* _What is needed_: Find the line that contains "Where can you spot the crowd of people?" and print it and every line after it, exactly, please.

* _Records supplied_:
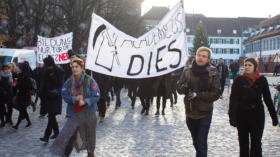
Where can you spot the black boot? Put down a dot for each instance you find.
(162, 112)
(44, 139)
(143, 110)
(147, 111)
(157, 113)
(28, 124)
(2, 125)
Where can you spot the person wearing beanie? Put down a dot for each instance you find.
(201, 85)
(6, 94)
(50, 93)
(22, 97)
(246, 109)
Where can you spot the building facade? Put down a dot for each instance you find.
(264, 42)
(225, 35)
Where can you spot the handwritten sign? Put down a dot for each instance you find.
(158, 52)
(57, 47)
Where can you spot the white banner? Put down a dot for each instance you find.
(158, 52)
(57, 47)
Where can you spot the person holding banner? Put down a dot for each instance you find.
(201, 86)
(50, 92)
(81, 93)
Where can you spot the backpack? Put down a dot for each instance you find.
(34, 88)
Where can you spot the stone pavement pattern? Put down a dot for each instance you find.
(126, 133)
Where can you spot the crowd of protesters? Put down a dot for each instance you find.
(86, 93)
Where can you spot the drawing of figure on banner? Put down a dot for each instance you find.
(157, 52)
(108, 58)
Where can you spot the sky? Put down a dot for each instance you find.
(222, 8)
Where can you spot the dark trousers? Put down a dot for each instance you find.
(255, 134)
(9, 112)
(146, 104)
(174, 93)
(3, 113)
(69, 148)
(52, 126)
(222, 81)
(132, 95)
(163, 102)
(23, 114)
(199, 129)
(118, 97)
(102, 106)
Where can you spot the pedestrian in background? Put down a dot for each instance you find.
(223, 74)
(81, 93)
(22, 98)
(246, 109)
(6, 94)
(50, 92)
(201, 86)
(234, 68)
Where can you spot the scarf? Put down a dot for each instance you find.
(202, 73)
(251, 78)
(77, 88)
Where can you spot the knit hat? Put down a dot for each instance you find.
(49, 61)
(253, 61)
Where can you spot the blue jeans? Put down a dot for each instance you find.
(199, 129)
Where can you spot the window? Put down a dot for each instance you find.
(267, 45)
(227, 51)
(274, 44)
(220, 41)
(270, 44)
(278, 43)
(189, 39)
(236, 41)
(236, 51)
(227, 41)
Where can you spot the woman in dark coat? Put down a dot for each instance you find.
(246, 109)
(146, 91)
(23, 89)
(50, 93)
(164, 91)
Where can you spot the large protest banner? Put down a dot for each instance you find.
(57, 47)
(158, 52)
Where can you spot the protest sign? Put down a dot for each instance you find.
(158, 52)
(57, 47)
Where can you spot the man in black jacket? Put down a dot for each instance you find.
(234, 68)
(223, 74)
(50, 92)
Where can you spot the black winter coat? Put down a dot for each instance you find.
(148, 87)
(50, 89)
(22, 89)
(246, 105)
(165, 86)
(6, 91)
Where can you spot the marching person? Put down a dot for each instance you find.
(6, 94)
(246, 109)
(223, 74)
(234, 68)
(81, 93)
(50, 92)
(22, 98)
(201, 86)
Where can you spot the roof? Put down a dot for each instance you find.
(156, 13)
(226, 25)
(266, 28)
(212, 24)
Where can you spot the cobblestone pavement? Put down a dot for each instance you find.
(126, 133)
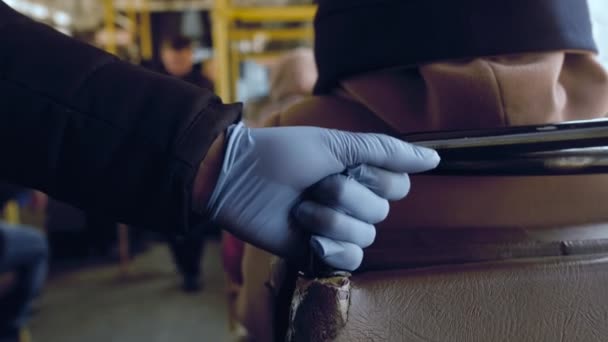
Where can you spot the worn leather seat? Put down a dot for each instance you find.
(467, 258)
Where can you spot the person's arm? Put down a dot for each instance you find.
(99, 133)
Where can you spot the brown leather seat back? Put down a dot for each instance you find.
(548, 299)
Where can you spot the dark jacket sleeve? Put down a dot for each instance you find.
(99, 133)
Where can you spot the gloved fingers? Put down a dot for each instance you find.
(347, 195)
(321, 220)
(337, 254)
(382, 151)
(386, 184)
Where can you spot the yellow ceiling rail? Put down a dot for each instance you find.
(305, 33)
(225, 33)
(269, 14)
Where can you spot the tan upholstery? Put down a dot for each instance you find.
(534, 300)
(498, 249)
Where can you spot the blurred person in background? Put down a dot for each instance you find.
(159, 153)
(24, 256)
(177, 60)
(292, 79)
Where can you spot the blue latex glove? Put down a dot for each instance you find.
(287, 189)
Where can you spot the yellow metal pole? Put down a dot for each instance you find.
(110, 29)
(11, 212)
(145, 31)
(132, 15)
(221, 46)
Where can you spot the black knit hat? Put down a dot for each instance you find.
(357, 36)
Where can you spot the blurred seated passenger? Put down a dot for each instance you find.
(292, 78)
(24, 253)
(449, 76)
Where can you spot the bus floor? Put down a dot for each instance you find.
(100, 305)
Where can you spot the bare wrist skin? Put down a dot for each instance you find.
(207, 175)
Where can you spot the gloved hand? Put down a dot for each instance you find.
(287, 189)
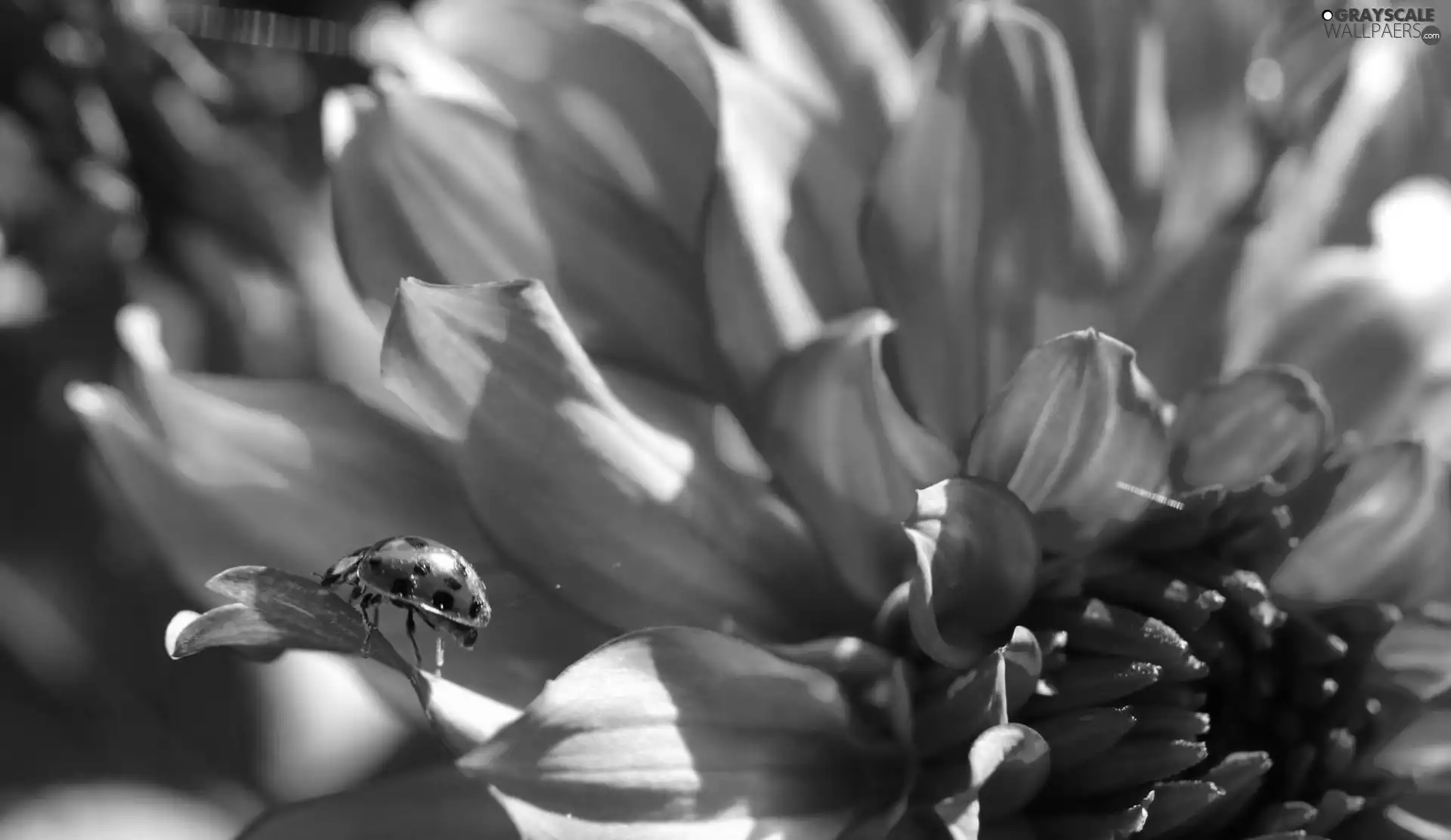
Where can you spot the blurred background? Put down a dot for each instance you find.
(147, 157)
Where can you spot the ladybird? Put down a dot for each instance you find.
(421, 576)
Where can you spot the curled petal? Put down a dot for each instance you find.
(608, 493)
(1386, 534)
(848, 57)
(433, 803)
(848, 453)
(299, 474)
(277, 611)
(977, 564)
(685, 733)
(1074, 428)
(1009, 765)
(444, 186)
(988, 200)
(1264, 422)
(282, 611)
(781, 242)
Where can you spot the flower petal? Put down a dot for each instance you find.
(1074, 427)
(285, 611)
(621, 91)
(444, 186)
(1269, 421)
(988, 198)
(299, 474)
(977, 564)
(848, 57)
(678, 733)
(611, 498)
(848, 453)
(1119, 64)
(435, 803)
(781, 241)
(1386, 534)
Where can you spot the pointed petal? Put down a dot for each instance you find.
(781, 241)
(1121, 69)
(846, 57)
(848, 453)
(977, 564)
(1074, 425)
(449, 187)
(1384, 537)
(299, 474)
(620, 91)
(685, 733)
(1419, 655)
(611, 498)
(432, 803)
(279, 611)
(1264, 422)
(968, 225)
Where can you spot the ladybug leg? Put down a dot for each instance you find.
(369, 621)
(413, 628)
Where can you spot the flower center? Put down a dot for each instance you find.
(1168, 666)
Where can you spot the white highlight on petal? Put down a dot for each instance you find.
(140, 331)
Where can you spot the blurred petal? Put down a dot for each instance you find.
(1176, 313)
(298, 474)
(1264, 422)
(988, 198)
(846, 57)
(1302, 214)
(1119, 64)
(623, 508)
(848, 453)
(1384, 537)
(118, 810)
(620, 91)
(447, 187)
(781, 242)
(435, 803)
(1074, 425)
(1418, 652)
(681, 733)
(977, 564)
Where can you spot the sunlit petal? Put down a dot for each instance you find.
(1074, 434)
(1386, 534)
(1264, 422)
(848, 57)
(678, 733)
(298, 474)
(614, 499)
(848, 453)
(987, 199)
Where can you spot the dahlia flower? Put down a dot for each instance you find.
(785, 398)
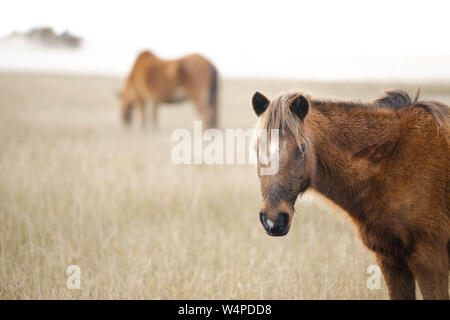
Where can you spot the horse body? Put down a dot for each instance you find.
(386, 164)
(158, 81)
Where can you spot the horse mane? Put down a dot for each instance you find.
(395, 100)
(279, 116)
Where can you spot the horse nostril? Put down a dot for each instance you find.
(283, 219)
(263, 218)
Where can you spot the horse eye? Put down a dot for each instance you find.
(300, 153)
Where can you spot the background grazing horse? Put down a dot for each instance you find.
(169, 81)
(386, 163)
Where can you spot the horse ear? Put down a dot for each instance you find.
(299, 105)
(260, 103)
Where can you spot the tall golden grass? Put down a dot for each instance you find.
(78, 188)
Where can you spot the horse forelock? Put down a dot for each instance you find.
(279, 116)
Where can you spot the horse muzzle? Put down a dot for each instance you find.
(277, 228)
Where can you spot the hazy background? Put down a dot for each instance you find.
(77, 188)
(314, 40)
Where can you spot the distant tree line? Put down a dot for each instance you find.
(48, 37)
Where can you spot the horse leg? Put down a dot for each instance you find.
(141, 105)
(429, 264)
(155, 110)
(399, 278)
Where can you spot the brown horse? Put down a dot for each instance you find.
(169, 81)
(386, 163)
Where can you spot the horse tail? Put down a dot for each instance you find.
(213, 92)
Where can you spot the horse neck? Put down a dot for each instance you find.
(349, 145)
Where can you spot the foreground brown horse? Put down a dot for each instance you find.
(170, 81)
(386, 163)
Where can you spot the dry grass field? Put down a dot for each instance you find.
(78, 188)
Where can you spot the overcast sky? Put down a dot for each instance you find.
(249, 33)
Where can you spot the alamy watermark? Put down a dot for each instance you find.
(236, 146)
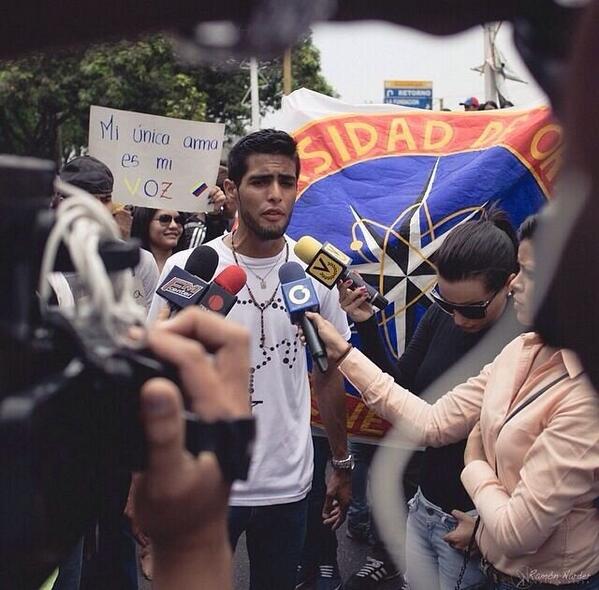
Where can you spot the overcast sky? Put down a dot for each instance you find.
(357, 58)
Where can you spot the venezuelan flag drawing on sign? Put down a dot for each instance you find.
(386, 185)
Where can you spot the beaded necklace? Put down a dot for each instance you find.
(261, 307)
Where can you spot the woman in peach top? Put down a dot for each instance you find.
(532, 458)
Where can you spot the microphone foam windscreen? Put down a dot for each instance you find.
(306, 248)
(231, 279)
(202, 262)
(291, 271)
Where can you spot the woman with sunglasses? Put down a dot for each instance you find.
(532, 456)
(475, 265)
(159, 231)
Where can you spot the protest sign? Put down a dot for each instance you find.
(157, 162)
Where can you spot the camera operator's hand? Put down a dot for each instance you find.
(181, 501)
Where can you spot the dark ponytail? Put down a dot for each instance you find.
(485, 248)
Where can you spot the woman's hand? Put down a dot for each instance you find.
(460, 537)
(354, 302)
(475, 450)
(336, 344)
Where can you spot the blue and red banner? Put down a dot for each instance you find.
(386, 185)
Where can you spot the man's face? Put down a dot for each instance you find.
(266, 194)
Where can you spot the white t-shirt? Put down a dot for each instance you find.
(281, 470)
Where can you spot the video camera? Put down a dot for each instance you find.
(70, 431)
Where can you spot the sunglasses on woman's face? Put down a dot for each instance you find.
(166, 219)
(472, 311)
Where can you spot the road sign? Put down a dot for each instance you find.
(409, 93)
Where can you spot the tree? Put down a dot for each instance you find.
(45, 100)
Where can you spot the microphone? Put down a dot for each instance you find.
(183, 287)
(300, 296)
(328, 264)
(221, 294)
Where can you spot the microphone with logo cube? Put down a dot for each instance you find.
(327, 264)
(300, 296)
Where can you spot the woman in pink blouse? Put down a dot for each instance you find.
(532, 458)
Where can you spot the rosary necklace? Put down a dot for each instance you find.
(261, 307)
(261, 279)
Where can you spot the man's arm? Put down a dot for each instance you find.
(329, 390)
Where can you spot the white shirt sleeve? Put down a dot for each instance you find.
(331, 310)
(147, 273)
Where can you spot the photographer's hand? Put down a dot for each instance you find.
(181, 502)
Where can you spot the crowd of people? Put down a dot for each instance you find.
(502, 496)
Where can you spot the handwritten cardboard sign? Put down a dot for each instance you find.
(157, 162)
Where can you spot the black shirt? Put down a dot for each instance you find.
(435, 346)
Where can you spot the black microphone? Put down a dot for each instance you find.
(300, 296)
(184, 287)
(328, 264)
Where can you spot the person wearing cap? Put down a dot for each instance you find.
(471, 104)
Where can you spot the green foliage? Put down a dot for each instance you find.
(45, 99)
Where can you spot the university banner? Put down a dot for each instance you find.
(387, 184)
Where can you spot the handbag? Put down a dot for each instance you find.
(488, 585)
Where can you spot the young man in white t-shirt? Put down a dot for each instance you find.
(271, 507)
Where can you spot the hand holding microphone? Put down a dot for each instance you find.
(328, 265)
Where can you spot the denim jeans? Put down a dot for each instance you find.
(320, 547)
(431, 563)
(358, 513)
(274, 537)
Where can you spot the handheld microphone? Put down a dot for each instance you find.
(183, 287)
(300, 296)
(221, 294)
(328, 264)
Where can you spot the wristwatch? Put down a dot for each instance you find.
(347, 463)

* _Written answer_:
Where can you spot the crowd of people? Put down a dot for each instance you find.
(502, 496)
Where can you spot the handwritten cardboard sign? Put down a dot for each instance you find.
(157, 162)
Where can you spot the black shirt? Put down a dot for each instance you find.
(435, 346)
Where can you spot the black microphone? Put down a dot for each instance you find.
(300, 296)
(184, 287)
(328, 264)
Where can you spot the person wearing cap? Put down a dot for each instance you find.
(471, 104)
Where can you spot the green foliage? Put down a dot for each instance you find.
(45, 99)
Where can you spot the university banner? Put down a dot for each instance you find.
(387, 184)
Where can you spot the handbag? Put down a dot for each instance you find.
(488, 585)
Where can you spot the young man in white t-shirt? Put down a dot for each instance you find.
(271, 507)
Where can you spot the hand holding microphone? Put down a dot for each instance you find.
(328, 265)
Where can you spot the denim jeans? Put down a dot for each instance you find.
(320, 547)
(431, 563)
(358, 513)
(274, 537)
Where can you spot the handheld microphone? Put down a dot for each instance you find.
(183, 287)
(300, 296)
(221, 294)
(328, 264)
Where can you spot the wristwatch? Put down a dot for each instance you find.
(347, 463)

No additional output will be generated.